_DOCUMENT EXCERPT_
---*---
Colin Powell’s Death Hits Career Diplomats Hard At a Precarious Time

For the Foreign Service, the blow is a reminder of just how low morale has sunk since the former secretary of state left Foggy Bottom.

By NICHOLAS KRALEV | OCTOBER 24, 2021

Nicholas Kralev talks to Secretary of State Colin Powell on a military aircraft, during a flight from Kabul, Afghanistan, to Islamabad, Pakistan, in 2004. Photo courtesy of the author.

Colin Powell listened with growing but controlled anger. He saw the question coming. After all, there was no charge against a secretary of state more serious than the one leveled by some members of his own Republican Party — and even some of his colleagues in the administration he served at the time. They accused him of leading a government agency that not only opposed President George W. Bush’s foreign policy, but also tried to undermine it. “It’s bullshit,” he blurted out. “That’s quotable.”

Course language was hardly characteristic of Powell, especially in an on-the-record interview. But sitting across from him in the small inner office of the secretary’s suite on the State Department’s seventh floor, I didn’t need a sixth sense to notice that he had had it. It was January 2004, more than 10 months after the invasion of Iraq, and weapons of mass destruction were still nowhere to be found. He said he had been “pleased” to make the case at the United Nations a year earlier that Saddam Hussein possessed such weapons “on behalf of my president” — something he would soon come to regret. What he couldn’t stomach were the accusations of disloyalty, and that by trying to slow the march to war, he had made himself irrelevant in Bush’s inner circle and marginalized his department in policy-making.

“People are fond of pointing out that I may not be on the president’s agenda,” he said. “I am on the president’s agenda. I know what he wants. I see him many times a week — in groups or alone. And the people who work for me respond to the direction that the president gives to me and I give to them.” Then he added: “I can show you people in Washington who claim to be pushing the president’s agenda, who are not.”
---*---
_AIM_
Reproduce the Colin Powell article word for word, from its headline through the final quoted sentence.
---*---
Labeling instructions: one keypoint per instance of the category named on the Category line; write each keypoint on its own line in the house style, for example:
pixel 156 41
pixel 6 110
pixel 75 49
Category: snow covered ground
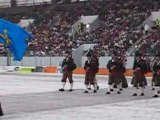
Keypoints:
pixel 13 87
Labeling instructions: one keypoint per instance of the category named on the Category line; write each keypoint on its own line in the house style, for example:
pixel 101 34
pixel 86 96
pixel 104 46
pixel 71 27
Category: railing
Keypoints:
pixel 7 3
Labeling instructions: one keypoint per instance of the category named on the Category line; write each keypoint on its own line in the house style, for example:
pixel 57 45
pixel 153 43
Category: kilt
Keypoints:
pixel 157 80
pixel 90 77
pixel 114 78
pixel 139 79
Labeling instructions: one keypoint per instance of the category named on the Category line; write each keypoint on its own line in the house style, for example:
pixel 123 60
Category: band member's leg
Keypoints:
pixel 70 80
pixel 110 83
pixel 157 85
pixel 92 81
pixel 64 78
pixel 86 82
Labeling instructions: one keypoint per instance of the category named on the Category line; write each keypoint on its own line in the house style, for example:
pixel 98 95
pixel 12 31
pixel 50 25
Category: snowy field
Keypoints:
pixel 37 98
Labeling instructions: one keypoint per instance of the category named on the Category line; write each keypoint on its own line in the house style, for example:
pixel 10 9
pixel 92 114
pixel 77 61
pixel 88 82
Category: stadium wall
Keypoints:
pixel 52 65
pixel 55 61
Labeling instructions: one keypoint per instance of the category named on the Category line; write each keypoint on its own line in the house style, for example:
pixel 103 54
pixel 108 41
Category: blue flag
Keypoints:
pixel 14 37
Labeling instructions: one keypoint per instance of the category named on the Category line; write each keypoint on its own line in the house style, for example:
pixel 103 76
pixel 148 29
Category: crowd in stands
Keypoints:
pixel 120 29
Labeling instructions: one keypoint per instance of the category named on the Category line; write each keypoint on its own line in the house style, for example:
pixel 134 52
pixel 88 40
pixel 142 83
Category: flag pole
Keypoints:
pixel 1 111
pixel 8 57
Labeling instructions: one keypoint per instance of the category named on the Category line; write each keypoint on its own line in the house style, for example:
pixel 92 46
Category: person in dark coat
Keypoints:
pixel 91 67
pixel 156 75
pixel 153 63
pixel 122 70
pixel 114 68
pixel 139 80
pixel 68 66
---*---
_THE OUTPUT_
Colin Powell’s Death Hits Career Diplomats Hard At a Precarious Time

For the Foreign Service, the blow is a reminder of just how low morale has sunk since the former secretary of state left Foggy Bottom.

By NICHOLAS KRALEV | OCTOBER 24, 2021

Nicholas Kralev talks to Secretary of State Colin Powell on a military aircraft, during a flight from Kabul, Afghanistan, to Islamabad, Pakistan, in 2004. Photo courtesy of the author.

Colin Powell listened with growing but controlled anger. He saw the question coming. After all, there was no charge against a secretary of state more serious than the one leveled by some members of his own Republican Party — and even some of his colleagues in the administration he served at the time. They accused him of leading a government agency that not only opposed President George W. Bush’s foreign policy, but also tried to undermine it. “It’s bullshit,” he blurted out. “That’s quotable.”

Course language was hardly characteristic of Powell, especially in an on-the-record interview. But sitting across from him in the small inner office of the secretary’s suite on the State Department’s seventh floor, I didn’t need a sixth sense to notice that he had had it. It was January 2004, more than 10 months after the invasion of Iraq, and weapons of mass destruction were still nowhere to be found. He said he had been “pleased” to make the case at the United Nations a year earlier that Saddam Hussein possessed such weapons “on behalf of my president” — something he would soon come to regret. What he couldn’t stomach were the accusations of disloyalty, and that by trying to slow the march to war, he had made himself irrelevant in Bush’s inner circle and marginalized his department in policy-making.

“People are fond of pointing out that I may not be on the president’s agenda,” he said. “I am on the president’s agenda. I know what he wants. I see him many times a week — in groups or alone. And the people who work for me respond to the direction that the president gives to me and I give to them.” Then he added: “I can show you people in Washington who claim to be pushing the president’s agenda, who are not.”